**Task instructions**.
Collect every line in the items below that contains the string "window", and copy each of those lines in full. Case matters.

**Information given**.
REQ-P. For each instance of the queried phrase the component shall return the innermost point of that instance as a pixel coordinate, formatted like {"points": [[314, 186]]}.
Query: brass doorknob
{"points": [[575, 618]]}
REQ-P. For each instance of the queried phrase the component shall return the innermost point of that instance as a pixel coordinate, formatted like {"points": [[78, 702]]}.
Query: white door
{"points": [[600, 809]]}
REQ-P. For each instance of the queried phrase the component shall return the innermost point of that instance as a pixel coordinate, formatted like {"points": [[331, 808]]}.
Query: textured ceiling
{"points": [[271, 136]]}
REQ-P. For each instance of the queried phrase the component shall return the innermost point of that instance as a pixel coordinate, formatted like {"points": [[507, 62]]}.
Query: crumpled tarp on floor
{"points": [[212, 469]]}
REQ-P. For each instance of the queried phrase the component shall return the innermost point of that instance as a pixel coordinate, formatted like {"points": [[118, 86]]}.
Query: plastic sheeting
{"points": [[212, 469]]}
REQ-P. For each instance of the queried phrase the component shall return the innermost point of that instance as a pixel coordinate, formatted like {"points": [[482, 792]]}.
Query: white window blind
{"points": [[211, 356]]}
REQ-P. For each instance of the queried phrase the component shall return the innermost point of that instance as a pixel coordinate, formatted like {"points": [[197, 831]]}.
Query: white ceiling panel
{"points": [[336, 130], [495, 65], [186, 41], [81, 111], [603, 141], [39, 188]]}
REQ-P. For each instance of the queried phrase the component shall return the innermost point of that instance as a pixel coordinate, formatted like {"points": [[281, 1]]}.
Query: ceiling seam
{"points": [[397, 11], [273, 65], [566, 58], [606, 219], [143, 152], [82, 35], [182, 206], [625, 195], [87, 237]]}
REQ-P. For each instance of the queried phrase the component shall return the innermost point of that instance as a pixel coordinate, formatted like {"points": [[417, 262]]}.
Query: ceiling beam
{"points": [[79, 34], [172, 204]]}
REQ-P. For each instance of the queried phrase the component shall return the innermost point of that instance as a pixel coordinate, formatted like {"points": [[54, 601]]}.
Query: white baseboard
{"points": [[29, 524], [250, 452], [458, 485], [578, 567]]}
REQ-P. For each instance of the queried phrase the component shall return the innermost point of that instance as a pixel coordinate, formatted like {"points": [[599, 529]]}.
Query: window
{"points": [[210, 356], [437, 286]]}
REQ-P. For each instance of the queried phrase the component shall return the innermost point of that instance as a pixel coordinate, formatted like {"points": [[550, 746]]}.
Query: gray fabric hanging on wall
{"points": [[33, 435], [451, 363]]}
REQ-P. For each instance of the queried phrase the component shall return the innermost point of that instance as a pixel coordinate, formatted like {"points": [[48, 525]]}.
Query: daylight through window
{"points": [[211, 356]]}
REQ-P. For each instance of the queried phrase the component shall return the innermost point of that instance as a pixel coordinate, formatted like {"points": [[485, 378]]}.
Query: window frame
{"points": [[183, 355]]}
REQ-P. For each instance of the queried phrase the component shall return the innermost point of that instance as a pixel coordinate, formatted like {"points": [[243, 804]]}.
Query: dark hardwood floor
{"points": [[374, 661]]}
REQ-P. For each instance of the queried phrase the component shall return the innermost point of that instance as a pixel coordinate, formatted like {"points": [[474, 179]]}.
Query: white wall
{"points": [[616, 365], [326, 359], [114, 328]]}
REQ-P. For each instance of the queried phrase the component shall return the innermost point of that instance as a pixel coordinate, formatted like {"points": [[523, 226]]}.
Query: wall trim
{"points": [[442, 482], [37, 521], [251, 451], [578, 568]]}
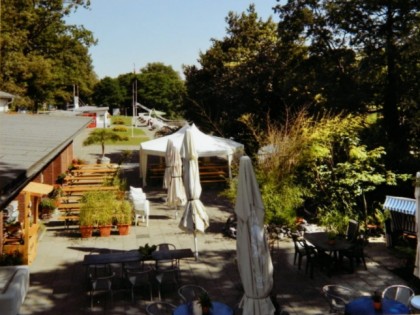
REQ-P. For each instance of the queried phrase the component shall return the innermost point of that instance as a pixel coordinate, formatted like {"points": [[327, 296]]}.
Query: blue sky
{"points": [[133, 33]]}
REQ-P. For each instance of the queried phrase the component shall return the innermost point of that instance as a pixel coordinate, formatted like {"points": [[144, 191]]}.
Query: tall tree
{"points": [[161, 87], [379, 33], [107, 92], [236, 76], [41, 56]]}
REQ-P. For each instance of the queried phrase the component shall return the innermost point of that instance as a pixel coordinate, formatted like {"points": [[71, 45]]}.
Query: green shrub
{"points": [[119, 129], [13, 259], [118, 121]]}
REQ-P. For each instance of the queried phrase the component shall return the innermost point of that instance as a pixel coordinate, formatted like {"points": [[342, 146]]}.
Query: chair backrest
{"points": [[160, 308], [298, 242], [398, 292], [352, 230], [165, 246], [338, 296], [136, 189], [138, 276], [190, 292], [102, 283]]}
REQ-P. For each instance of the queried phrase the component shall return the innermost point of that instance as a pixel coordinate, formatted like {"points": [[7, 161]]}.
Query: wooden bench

**Answer for the task**.
Query: white window blind
Query: window
Query: daylight through window
Query: window frame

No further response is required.